YOUR OBJECTIVE: Repeat exactly, and only, the lines from the one containing "written like (27,445)." through the end of the records.

PROVIDED RECORDS:
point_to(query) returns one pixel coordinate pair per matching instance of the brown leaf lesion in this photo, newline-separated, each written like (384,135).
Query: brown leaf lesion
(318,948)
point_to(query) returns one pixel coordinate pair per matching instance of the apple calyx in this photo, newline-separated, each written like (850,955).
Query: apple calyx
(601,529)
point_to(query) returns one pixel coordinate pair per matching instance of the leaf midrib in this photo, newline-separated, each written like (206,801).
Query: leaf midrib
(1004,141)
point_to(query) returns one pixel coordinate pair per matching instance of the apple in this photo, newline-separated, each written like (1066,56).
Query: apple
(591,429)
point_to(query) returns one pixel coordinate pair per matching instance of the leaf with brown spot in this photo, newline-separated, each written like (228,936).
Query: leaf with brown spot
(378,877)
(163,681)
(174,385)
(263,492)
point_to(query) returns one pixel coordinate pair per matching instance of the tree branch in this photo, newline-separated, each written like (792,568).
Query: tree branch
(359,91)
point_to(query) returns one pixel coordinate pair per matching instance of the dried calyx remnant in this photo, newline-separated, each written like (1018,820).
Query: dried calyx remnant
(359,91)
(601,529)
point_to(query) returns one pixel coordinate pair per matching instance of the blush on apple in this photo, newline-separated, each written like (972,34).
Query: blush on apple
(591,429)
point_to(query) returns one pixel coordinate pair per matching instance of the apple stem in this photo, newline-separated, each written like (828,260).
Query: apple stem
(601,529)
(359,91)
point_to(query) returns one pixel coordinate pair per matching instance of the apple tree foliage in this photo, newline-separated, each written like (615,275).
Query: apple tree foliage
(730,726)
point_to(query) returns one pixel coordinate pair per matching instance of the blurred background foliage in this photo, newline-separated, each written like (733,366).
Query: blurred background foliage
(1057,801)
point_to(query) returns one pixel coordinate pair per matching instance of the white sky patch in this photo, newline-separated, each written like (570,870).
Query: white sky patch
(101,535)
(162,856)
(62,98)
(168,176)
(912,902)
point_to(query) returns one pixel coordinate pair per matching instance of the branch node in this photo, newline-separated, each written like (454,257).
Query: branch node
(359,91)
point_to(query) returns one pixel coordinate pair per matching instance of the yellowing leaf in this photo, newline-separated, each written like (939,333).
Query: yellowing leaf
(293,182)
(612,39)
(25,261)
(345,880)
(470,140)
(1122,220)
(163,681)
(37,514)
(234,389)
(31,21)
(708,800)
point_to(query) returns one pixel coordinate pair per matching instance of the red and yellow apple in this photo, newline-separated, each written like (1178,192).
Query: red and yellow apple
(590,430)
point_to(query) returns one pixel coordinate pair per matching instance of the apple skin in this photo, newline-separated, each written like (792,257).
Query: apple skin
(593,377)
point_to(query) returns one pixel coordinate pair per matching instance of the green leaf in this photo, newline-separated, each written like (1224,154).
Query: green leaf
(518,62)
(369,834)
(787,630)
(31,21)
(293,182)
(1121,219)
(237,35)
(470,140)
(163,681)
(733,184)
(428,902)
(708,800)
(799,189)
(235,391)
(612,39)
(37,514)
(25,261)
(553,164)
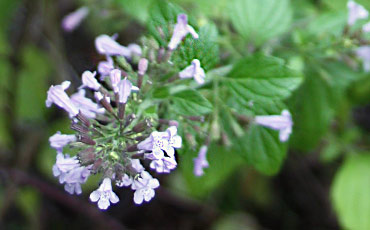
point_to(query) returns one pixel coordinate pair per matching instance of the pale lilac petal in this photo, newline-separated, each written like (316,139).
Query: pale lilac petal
(356,12)
(74,19)
(89,80)
(108,46)
(95,196)
(138,197)
(103,204)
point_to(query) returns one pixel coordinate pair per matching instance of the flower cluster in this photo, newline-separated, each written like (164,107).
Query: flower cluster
(114,135)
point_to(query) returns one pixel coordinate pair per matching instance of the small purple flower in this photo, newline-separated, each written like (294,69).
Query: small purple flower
(89,80)
(135,49)
(75,178)
(108,46)
(355,12)
(164,165)
(86,105)
(58,140)
(143,66)
(282,122)
(180,31)
(71,21)
(124,181)
(158,142)
(201,162)
(144,187)
(58,96)
(135,163)
(124,90)
(104,195)
(63,165)
(194,71)
(366,27)
(363,53)
(115,78)
(104,67)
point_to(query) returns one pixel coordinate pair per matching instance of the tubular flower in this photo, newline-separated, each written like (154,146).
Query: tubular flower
(180,31)
(194,71)
(283,123)
(104,195)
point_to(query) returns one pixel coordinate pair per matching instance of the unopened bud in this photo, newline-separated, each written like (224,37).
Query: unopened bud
(79,128)
(86,139)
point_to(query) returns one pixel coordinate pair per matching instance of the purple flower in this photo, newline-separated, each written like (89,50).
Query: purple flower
(194,71)
(135,49)
(86,105)
(143,66)
(124,181)
(115,78)
(108,46)
(135,163)
(366,27)
(164,165)
(124,90)
(73,20)
(144,188)
(180,31)
(158,142)
(75,178)
(282,122)
(104,195)
(104,67)
(201,162)
(356,12)
(89,80)
(63,165)
(58,140)
(58,96)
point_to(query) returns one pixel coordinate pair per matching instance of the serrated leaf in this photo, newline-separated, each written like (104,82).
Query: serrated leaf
(350,192)
(162,18)
(205,49)
(259,21)
(262,148)
(222,163)
(262,78)
(190,103)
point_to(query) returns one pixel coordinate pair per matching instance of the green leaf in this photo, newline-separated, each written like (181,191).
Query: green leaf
(222,163)
(259,21)
(205,49)
(262,148)
(162,19)
(262,78)
(137,9)
(190,103)
(350,192)
(33,84)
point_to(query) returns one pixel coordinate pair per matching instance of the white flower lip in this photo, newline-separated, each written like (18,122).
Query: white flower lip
(283,123)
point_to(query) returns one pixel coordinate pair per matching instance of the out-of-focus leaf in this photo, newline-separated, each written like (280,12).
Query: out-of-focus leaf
(259,21)
(205,49)
(190,103)
(222,162)
(262,79)
(262,148)
(33,84)
(350,192)
(137,9)
(313,104)
(162,19)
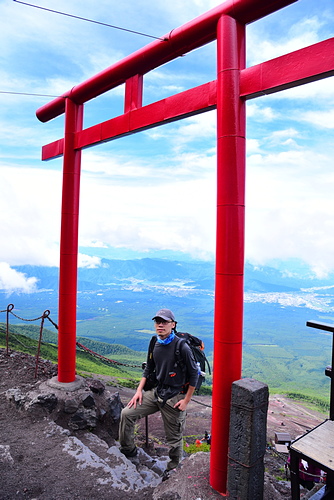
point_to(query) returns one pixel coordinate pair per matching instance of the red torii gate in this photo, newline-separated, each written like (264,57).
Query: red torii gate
(228,93)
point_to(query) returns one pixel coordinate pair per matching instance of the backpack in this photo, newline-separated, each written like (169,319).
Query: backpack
(197,347)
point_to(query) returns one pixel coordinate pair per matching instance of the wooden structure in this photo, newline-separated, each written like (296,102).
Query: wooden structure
(234,84)
(317,446)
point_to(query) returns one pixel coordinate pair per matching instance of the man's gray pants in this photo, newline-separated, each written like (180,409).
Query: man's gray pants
(173,419)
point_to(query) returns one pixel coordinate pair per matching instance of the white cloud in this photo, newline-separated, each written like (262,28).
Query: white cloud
(323,119)
(157,189)
(14,281)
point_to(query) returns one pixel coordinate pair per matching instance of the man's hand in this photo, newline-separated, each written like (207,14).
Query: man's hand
(181,405)
(138,397)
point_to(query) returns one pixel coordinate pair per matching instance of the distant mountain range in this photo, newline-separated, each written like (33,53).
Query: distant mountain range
(117,300)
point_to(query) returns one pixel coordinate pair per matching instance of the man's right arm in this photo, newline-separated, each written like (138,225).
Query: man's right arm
(138,397)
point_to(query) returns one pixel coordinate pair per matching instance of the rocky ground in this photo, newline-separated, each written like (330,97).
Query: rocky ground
(42,457)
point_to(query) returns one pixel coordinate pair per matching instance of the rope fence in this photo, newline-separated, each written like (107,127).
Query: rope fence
(46,316)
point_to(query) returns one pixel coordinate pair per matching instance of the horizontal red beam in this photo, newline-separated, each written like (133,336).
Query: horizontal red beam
(188,103)
(291,70)
(178,42)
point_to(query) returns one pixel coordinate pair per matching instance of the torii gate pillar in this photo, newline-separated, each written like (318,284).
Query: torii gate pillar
(230,237)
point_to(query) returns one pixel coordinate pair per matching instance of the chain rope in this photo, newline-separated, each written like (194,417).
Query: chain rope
(46,315)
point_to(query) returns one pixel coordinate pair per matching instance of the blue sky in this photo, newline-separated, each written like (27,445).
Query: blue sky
(154,192)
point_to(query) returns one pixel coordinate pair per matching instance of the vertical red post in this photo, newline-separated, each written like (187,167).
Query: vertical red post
(69,245)
(228,316)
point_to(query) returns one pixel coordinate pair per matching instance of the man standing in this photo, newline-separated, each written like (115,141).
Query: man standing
(170,395)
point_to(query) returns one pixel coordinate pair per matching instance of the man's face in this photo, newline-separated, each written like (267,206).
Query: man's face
(163,328)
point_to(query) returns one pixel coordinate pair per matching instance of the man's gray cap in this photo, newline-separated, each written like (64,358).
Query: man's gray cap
(165,314)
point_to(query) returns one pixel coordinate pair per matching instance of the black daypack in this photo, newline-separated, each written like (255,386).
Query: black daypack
(197,347)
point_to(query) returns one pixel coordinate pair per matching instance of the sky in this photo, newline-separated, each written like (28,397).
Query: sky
(154,193)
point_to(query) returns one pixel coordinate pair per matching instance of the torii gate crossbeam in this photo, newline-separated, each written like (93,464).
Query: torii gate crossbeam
(227,94)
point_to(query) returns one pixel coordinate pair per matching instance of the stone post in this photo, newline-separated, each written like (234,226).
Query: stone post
(247,440)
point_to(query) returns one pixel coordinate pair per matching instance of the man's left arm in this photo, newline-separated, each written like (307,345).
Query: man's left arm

RESULT FOR THIS TASK:
point_to(query) returns one pixel coordinate pair per matching instance of the blue sky in this photo, newline-separated, each written like (27,445).
Query: blue sky
(154,192)
point_to(query) returns one pixel coordinate pair per matching instance of the vertical red post in this photo, newline-separated, each written like (187,167).
Query: vertical red post
(69,245)
(228,316)
point_to(query) returns one pixel coordinate pair per matching instance of the man standing in this photo, newline-separated, each written like (115,141).
Query: man standing
(170,395)
point_to(query) returns one pixel coordinate pair per matching instance of the man's face in this photo, newline-separated, each written like (267,206).
Query: man's face
(163,328)
point_to(query) returns one pixel coordinate pair per matching instance of the man's gray cap in this photo, newline-separated, each written like (64,358).
Query: man's gray cap
(165,314)
point_to(query) returns one pixel coordinate pair per matching instance of the black daypack in this photo, newline-separated, each written like (255,386).
Query: black daypack
(197,347)
point_to(query) returns one pixel coordinate pair per matching instance of the sky in this photo, newline-separated, each written like (28,397).
Query: sky
(154,193)
point_to(query) returns one pixel coordinate pair per matching instance of the torii gate crossbeam in this photo, newline-separated, each written like (93,464).
Query: torii gate crossbeam
(227,94)
point_to(query) returns one pixel coordinate pair per matching instance of the stone post in this photo, newline-separated, each written like (234,226).
Query: stone post
(247,440)
point_to(query) returns one pixel coordinate pair per matching instance of the man's left arm in this photo, newline-separated, each written like (307,345).
Query: man's left arm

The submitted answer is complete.